● Tasks to perform:
a - In the bus tour account below, rewrite the paragraph beginning "This is how one young mother" more briefly, keeping its main facts.
b - List every person the bus tour account below names, with the title it gives each one.

(Extract begins)

“When we take our children to the playground, the smell of
chemicals overwhelms us. We can’t stay outside.
It’s awful … as if a wall of chemical gas is enveloping us.”
This is how one young mother described what it is like to live across the street from a chemical company in West Eugene. She spoke to over 75 people who attended Beyond Toxics’ Environmental Justice Bus Tour (the first-ever in Oregon). They met her in Lark City Park in Bethel where she takes her children to play.
Last week, Beyond Toxics hosted dozens of people who boarded two school buses and journeyed out (see the map of the route the bus tour took) to visit several key toxic hot spots, like Lark City Park, where air and ground water pollution harms Eugene families every day.
- Mayor Kitty Piercy,
- City Councilors Andrea Ortiz and George Brown, and Lane County Commissioner Rob Handy
- Bethel School District Superintendent Colt Gill and members of their staff,
- Many local organizations
- Staff from city, county and state agencies and the EPA,
- UO students and equal numbers of West Eugene residents.

(Extract ends)
(Raw data begins)

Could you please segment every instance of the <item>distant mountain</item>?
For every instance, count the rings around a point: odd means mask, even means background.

(Raw data ends)

● Answers by item:
a - A young mother living across the street from a chemical company in West Eugene described this experience to more than 75 people on Beyond Toxics' Environmental Justice Bus Tour, the first in Oregon. They met her in Lark City Park in Bethel, where she brings her children to play.

b -
- Kitty Piercy, Mayor
- Andrea Ortiz, City Councilor
- George Brown, City Councilor
- Rob Handy, Lane County Commissioner
- Colt Gill, Bethel School District Superintendent